§ **WORK INSTRUCTION**
For each line below that contains the string "spot", copy that line.

§ **GIVEN RECORDS**
"""

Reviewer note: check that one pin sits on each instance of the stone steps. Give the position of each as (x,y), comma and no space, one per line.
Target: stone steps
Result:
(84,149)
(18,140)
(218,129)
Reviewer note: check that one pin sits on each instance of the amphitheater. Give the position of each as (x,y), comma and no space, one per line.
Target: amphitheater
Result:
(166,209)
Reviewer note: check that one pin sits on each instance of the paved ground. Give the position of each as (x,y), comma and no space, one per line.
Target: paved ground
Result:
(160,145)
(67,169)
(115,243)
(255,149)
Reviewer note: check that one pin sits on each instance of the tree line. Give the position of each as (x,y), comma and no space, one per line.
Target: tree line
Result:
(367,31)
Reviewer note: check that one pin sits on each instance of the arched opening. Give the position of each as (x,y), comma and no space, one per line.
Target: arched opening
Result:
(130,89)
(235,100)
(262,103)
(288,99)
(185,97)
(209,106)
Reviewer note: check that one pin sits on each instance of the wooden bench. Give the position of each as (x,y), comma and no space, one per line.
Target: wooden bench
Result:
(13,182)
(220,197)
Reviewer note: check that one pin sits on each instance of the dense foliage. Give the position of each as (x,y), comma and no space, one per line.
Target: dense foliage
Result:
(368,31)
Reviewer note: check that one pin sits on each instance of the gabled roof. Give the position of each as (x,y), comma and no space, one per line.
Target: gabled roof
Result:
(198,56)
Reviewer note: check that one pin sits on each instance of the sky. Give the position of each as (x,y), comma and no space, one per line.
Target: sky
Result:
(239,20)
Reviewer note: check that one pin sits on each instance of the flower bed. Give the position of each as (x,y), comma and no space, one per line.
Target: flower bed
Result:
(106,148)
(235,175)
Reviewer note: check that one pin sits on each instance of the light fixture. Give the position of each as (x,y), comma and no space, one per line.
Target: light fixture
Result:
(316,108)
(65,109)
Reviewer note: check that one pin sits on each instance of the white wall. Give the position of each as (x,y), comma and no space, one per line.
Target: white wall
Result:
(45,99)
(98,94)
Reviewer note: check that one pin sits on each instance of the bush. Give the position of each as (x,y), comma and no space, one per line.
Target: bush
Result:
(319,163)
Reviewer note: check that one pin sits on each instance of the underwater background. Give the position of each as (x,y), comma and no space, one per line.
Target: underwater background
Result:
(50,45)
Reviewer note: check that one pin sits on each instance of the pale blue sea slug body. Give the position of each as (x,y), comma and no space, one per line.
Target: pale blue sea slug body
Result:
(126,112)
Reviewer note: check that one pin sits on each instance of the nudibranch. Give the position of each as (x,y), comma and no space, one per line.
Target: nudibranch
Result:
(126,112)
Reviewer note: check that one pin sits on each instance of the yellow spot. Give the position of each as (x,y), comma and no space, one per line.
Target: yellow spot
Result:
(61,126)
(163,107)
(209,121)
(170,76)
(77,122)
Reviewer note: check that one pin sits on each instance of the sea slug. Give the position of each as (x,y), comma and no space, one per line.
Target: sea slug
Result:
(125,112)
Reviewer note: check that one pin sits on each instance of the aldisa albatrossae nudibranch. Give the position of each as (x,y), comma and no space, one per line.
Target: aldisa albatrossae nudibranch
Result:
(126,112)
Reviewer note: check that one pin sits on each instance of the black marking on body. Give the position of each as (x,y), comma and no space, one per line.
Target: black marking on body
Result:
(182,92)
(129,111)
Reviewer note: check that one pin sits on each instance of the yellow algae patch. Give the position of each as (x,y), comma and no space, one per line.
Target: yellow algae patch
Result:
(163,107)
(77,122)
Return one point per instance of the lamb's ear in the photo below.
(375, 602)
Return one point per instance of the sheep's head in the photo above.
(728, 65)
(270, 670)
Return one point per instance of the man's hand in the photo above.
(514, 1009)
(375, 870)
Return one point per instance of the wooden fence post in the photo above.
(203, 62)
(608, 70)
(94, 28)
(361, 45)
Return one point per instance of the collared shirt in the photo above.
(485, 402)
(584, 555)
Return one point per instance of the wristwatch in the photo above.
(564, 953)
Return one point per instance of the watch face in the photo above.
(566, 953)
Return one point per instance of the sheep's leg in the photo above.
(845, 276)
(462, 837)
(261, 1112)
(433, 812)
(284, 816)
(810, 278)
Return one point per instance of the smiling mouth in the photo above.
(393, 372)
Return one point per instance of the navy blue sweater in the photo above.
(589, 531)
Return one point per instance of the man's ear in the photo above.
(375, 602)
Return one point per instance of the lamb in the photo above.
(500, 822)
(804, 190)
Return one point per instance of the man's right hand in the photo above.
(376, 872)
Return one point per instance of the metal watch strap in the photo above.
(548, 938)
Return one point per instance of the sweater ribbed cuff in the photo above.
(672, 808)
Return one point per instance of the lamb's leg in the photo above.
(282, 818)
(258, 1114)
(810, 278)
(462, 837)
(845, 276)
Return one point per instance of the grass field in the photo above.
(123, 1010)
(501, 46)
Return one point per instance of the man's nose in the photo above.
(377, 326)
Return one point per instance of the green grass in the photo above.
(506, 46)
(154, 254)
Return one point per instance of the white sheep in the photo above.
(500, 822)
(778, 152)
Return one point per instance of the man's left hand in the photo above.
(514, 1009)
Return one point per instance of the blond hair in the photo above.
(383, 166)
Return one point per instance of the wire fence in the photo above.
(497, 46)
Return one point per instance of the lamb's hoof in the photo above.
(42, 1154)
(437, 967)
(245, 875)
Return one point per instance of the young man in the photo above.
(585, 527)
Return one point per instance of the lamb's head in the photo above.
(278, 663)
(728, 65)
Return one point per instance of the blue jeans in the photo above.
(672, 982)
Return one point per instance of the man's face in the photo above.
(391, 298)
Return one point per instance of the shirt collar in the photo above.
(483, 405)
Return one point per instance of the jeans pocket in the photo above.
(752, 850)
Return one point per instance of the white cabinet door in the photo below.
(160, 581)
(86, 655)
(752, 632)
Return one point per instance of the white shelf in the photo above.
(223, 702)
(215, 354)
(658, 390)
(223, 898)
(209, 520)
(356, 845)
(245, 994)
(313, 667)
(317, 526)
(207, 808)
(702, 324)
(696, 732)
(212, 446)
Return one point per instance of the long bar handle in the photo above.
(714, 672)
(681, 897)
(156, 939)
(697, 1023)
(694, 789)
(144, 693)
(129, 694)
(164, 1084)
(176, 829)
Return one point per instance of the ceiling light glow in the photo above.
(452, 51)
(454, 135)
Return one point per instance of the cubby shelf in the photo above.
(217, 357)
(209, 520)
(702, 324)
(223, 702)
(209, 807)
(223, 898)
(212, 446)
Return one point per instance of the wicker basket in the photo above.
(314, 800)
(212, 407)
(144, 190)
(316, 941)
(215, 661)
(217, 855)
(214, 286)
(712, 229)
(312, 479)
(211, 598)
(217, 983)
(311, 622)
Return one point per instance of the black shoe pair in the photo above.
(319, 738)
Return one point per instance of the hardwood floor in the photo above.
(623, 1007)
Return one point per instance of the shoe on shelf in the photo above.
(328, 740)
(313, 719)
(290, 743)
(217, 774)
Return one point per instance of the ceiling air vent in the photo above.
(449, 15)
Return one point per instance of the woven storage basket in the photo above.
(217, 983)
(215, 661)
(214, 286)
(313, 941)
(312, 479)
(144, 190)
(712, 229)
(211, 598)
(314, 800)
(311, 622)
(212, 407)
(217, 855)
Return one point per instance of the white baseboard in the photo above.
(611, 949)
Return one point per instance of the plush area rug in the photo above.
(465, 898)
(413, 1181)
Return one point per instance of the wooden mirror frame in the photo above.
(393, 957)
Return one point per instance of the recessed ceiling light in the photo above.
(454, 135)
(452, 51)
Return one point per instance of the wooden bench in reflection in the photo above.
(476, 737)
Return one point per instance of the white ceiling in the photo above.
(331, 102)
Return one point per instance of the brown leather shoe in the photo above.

"""

§ **ANSWER FOR THE TASK**
Reviewer note: check that one pin sits on each instance of the yellow spot. Give the position of each as (x,y), comma and no space, one per line.
Target: yellow spot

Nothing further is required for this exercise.